+++ DATA FOR THIS TASK

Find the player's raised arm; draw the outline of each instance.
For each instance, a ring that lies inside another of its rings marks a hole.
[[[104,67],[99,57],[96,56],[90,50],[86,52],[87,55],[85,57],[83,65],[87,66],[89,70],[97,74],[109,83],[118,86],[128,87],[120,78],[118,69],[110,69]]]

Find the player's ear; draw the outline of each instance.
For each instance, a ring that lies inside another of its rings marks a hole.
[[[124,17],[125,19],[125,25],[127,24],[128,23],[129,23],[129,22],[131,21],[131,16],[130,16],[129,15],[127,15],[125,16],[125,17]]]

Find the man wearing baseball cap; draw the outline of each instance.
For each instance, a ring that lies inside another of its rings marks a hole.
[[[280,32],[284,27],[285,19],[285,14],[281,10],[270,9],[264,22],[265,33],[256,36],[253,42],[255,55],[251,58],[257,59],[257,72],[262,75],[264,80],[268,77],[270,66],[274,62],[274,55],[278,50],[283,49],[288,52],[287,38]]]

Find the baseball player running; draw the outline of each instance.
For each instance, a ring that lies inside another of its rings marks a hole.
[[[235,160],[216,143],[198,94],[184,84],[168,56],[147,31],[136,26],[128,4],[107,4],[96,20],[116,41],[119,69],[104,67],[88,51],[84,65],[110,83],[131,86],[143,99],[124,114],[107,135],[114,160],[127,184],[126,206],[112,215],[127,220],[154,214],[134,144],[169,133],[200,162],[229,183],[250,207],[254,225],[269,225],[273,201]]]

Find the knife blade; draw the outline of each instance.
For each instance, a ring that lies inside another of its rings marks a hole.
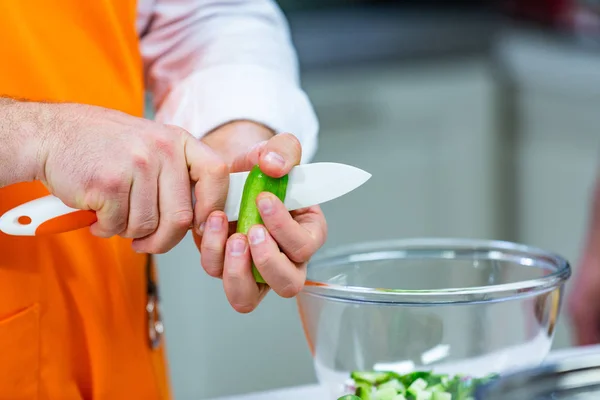
[[[223,210],[229,221],[237,221],[239,217],[248,174],[249,172],[229,174],[229,191]],[[289,211],[343,196],[371,178],[371,174],[360,168],[333,162],[298,165],[292,168],[288,176],[284,205]],[[0,231],[14,236],[39,236],[85,228],[96,221],[94,211],[71,208],[59,198],[49,195],[4,213],[0,217]]]

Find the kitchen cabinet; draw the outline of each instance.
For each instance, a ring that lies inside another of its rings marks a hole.
[[[514,240],[560,253],[577,273],[598,171],[600,54],[525,30],[501,38],[515,104]],[[563,305],[557,348],[571,345],[568,318]]]

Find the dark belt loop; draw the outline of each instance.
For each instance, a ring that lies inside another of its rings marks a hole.
[[[148,254],[146,262],[146,293],[148,300],[146,302],[146,315],[148,316],[148,339],[150,348],[156,349],[160,346],[164,325],[160,312],[160,297],[158,295],[158,286],[154,282],[152,255]]]

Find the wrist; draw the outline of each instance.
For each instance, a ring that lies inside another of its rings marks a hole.
[[[40,143],[40,103],[3,98],[0,100],[0,186],[38,179]]]
[[[252,146],[275,136],[275,132],[253,121],[232,121],[206,134],[202,141],[215,150],[228,164],[246,154]]]

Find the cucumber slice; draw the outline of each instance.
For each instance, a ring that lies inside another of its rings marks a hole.
[[[396,389],[391,387],[377,389],[373,395],[373,400],[392,400],[397,394]]]
[[[354,393],[362,400],[371,400],[372,387],[366,382],[360,382],[356,386],[356,392]]]
[[[418,397],[418,395],[421,392],[423,392],[423,390],[425,390],[426,387],[427,387],[427,381],[423,378],[417,378],[413,383],[410,384],[408,389],[406,389],[406,392],[410,393],[414,397],[416,397],[416,400],[427,400],[427,399],[421,399]]]
[[[381,383],[385,383],[388,380],[390,380],[393,375],[389,372],[378,372],[378,371],[371,371],[371,372],[360,372],[360,371],[353,371],[350,374],[350,377],[352,379],[354,379],[357,382],[366,382],[370,385],[379,385]]]
[[[382,383],[381,385],[378,386],[378,389],[381,390],[381,389],[385,389],[388,387],[395,389],[396,392],[404,393],[406,391],[406,388],[404,387],[402,382],[400,382],[396,378],[392,378],[389,381]]]

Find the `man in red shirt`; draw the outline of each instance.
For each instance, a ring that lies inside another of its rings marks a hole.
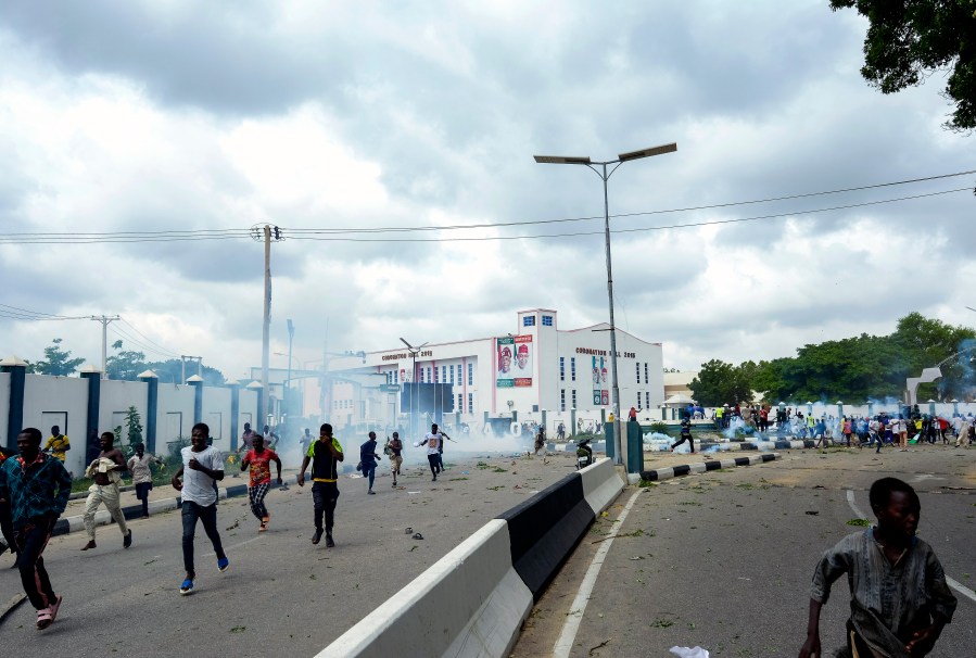
[[[261,521],[258,532],[268,529],[271,515],[264,505],[264,497],[268,495],[271,486],[271,461],[278,467],[278,484],[281,484],[281,459],[275,451],[264,446],[264,436],[254,434],[251,438],[253,447],[241,459],[241,470],[251,469],[251,481],[248,484],[248,498],[251,501],[251,511]]]

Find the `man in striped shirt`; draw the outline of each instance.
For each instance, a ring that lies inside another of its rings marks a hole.
[[[332,524],[335,520],[335,503],[339,499],[339,463],[345,459],[342,445],[332,438],[332,426],[324,422],[319,428],[318,441],[308,446],[302,458],[299,486],[305,486],[305,469],[312,464],[312,501],[315,504],[315,532],[312,543],[322,539],[322,516],[326,517],[326,547],[332,548]]]
[[[847,573],[851,616],[847,654],[873,658],[926,656],[952,620],[955,596],[931,547],[915,536],[922,505],[911,485],[882,478],[871,485],[877,526],[849,534],[813,571],[810,620],[800,658],[820,658],[820,610]]]

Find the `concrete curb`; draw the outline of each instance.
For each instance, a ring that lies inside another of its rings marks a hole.
[[[570,473],[485,523],[316,658],[508,656],[533,602],[622,490],[606,457]]]
[[[774,461],[779,459],[778,453],[763,453],[762,455],[750,455],[748,457],[735,457],[732,459],[714,460],[685,464],[682,466],[672,466],[669,468],[659,468],[656,470],[645,470],[641,477],[650,482],[660,480],[670,480],[679,476],[687,476],[688,473],[704,473],[710,470],[719,470],[721,468],[736,468],[738,466],[753,466],[765,461]]]
[[[318,654],[507,656],[532,609],[494,519]]]

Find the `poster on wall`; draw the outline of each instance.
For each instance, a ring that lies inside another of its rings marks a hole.
[[[495,339],[495,387],[531,387],[535,355],[531,336],[507,336]]]
[[[607,359],[604,356],[593,358],[593,404],[596,406],[610,404],[610,390],[607,389]]]

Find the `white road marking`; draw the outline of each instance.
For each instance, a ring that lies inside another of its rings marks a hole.
[[[854,492],[851,490],[847,491],[847,504],[850,505],[850,508],[854,511],[854,515],[859,519],[867,518],[864,516],[864,514],[860,509],[858,509],[858,506],[854,503]],[[953,590],[955,590],[956,592],[959,592],[960,594],[965,596],[966,598],[969,598],[969,599],[976,602],[976,592],[973,592],[973,590],[969,590],[967,586],[965,586],[961,582],[953,580],[953,579],[949,578],[948,575],[946,575],[946,583],[950,587],[952,587]]]
[[[607,553],[610,551],[610,544],[613,543],[613,537],[617,536],[617,532],[620,530],[624,519],[626,519],[626,515],[631,511],[631,507],[634,506],[634,502],[637,499],[637,496],[641,495],[642,491],[644,490],[638,489],[634,492],[634,495],[631,496],[631,499],[628,501],[626,506],[623,508],[623,513],[621,513],[620,517],[618,517],[610,527],[610,539],[604,540],[600,547],[597,549],[596,555],[593,556],[593,561],[590,562],[586,575],[583,577],[583,582],[580,584],[580,591],[576,592],[576,597],[573,599],[569,612],[566,616],[562,633],[559,634],[559,640],[553,648],[553,656],[568,658],[570,650],[573,648],[576,631],[580,629],[580,622],[583,621],[583,612],[586,610],[586,603],[593,594],[593,587],[596,585],[596,577],[599,575],[600,568],[604,566]]]

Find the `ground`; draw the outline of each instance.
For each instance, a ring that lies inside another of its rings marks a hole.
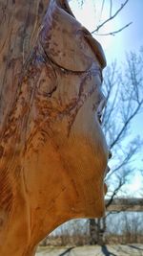
[[[143,244],[39,247],[36,256],[143,256]]]

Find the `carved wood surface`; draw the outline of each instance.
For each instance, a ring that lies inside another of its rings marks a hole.
[[[104,214],[106,60],[66,0],[0,7],[0,255],[28,256],[60,223]]]

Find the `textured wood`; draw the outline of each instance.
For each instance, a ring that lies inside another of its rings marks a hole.
[[[0,255],[29,256],[64,221],[104,214],[106,60],[66,0],[0,5]]]

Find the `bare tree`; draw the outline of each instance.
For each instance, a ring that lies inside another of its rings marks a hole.
[[[72,4],[74,0],[71,1]],[[82,8],[85,2],[85,0],[78,0],[77,3],[79,8]],[[117,4],[112,0],[92,0],[96,22],[92,34],[94,35],[115,35],[117,33],[120,33],[124,29],[128,28],[133,23],[132,21],[123,24],[119,28],[114,28],[113,31],[106,31],[106,33],[102,33],[102,29],[107,28],[106,26],[109,24],[109,22],[114,20],[116,16],[120,14],[122,10],[126,8],[128,3],[129,0],[119,1],[119,6],[117,6]]]
[[[112,170],[107,175],[108,207],[118,196],[136,169],[132,165],[141,147],[138,137],[132,138],[132,121],[143,109],[143,51],[127,55],[124,66],[112,63],[105,73],[103,90],[107,105],[102,117],[103,128],[112,151]],[[128,196],[128,195],[127,195]],[[91,244],[104,243],[106,218],[90,220]]]

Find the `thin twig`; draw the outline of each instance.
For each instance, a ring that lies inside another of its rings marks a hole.
[[[101,29],[101,27],[103,27],[107,22],[109,22],[110,20],[113,19],[120,12],[121,10],[125,7],[125,5],[128,3],[129,0],[126,0],[121,7],[115,12],[115,13],[109,17],[108,19],[106,19],[103,23],[101,23],[99,26],[97,26],[97,28],[92,32],[92,34],[94,34],[95,32],[98,32],[99,29]]]
[[[131,24],[133,24],[133,22],[128,23],[127,25],[125,25],[124,27],[122,27],[121,29],[117,30],[117,31],[113,31],[113,32],[110,32],[110,33],[105,33],[105,34],[94,34],[95,35],[114,35],[115,34],[123,31],[124,29],[128,28]]]

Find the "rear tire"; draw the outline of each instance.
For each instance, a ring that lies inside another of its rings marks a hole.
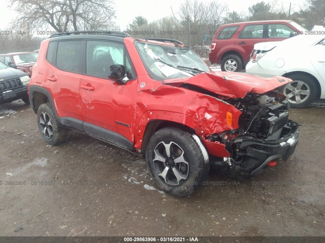
[[[49,144],[57,145],[66,140],[68,129],[58,125],[48,103],[42,104],[39,107],[37,123],[41,136]]]
[[[237,55],[229,55],[221,60],[221,70],[228,72],[240,72],[243,68],[243,61]]]
[[[209,159],[205,159],[205,151],[193,136],[165,128],[156,132],[148,144],[146,161],[150,174],[160,188],[174,196],[192,193],[209,173]]]
[[[293,108],[303,108],[312,102],[317,96],[317,85],[309,76],[304,74],[292,74],[288,77],[292,82],[280,87]]]

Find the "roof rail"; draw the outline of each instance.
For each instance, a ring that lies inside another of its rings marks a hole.
[[[177,39],[164,39],[163,38],[138,38],[139,39],[147,39],[148,40],[156,40],[157,42],[167,42],[168,43],[174,43],[179,45],[183,45],[184,43],[180,42],[179,40],[177,40]]]
[[[52,34],[50,38],[53,37],[62,36],[64,35],[72,35],[75,34],[98,34],[102,35],[112,35],[121,37],[127,37],[130,35],[121,31],[113,30],[76,30],[75,31],[62,32],[57,34]]]

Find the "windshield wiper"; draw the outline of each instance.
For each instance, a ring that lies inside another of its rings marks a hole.
[[[194,71],[198,71],[200,72],[204,72],[205,71],[203,71],[203,70],[199,69],[199,68],[197,68],[196,67],[185,67],[184,66],[177,66],[177,67],[179,67],[180,68],[185,68],[185,69],[189,70],[193,70]]]

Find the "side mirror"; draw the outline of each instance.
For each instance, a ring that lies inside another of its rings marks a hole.
[[[112,79],[119,85],[125,85],[126,83],[125,80],[123,80],[125,76],[125,67],[122,65],[112,65],[110,66],[111,73],[108,76]]]
[[[291,38],[291,37],[295,36],[297,35],[298,34],[297,32],[290,32],[290,35],[289,35],[289,38]]]

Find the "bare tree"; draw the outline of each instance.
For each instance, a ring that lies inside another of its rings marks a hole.
[[[19,14],[13,23],[31,29],[49,25],[58,32],[109,29],[114,25],[112,0],[11,0]]]

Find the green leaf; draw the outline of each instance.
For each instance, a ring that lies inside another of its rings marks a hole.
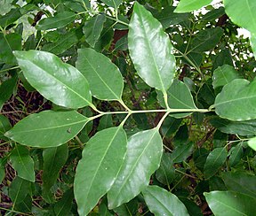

++++++

◆ YOUR GOAL: Select every line of the rows above that contains the word "wood", and copy each one. Case counts.

◆ CORRECT OUTPUT:
Find the `carved wood surface`; draw the outline of each instance.
Find the `textured wood`; draw the outline of each instance.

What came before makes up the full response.